## Work to complete
Return every line of the material that contains the string "house", matching case exactly.

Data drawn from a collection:

================================

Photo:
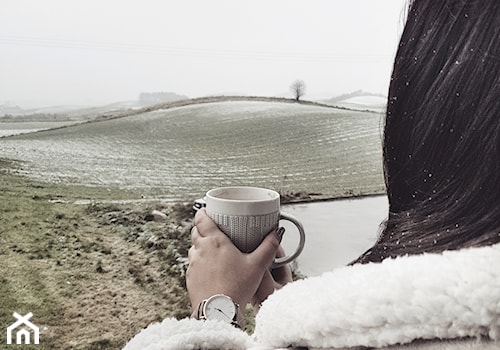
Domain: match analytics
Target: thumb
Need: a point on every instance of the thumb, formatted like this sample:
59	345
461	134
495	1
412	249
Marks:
266	251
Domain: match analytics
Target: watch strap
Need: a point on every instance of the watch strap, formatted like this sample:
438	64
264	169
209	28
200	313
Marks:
200	315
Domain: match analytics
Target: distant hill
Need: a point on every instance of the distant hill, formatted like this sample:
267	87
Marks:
179	152
150	98
359	100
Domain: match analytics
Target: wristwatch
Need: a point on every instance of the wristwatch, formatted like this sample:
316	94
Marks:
219	307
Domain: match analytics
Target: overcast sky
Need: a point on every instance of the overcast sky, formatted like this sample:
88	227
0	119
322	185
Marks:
92	52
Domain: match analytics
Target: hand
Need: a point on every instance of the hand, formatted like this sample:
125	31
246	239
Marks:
217	266
272	280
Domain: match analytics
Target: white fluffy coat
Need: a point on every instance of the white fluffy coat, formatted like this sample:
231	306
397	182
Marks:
429	301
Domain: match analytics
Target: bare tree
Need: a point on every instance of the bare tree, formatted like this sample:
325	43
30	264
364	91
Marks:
298	89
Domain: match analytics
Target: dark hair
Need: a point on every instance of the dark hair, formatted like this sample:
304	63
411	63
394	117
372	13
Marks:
442	131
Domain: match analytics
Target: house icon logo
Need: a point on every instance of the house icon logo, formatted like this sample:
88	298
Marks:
25	329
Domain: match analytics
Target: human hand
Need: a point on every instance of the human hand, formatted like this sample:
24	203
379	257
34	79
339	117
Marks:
216	266
272	280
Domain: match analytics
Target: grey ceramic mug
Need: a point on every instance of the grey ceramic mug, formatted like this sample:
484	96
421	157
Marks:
247	214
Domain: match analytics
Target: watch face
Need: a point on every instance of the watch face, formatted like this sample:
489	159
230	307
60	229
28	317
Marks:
220	307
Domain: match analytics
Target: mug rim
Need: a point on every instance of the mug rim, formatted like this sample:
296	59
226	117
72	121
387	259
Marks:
242	207
211	194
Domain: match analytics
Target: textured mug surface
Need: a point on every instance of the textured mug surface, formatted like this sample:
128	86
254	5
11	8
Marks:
247	214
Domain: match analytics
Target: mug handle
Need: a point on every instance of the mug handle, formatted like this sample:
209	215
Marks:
286	259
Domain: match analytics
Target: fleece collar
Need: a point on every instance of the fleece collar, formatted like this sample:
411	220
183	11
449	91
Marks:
430	296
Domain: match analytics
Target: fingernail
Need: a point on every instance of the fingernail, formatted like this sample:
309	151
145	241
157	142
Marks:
280	233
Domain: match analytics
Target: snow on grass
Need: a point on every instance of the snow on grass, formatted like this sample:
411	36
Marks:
180	153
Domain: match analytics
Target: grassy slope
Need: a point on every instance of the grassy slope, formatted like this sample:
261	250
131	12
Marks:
179	153
92	276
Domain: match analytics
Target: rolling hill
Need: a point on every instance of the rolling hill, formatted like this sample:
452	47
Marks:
178	153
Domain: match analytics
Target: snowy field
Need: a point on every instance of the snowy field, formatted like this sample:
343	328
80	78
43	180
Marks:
180	153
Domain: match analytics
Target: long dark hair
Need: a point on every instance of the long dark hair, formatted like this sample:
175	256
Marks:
442	131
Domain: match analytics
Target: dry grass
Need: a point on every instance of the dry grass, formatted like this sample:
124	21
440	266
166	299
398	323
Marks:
92	276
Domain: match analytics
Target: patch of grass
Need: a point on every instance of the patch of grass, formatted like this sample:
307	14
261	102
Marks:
70	264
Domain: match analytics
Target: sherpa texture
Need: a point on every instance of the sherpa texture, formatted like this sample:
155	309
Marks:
451	295
432	296
188	334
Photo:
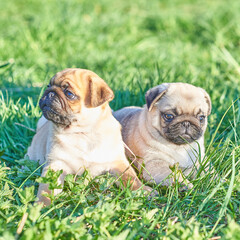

================================

## Reply
Target: house icon logo
Need: a point on every instance of the house icon logo, formatted like this sample:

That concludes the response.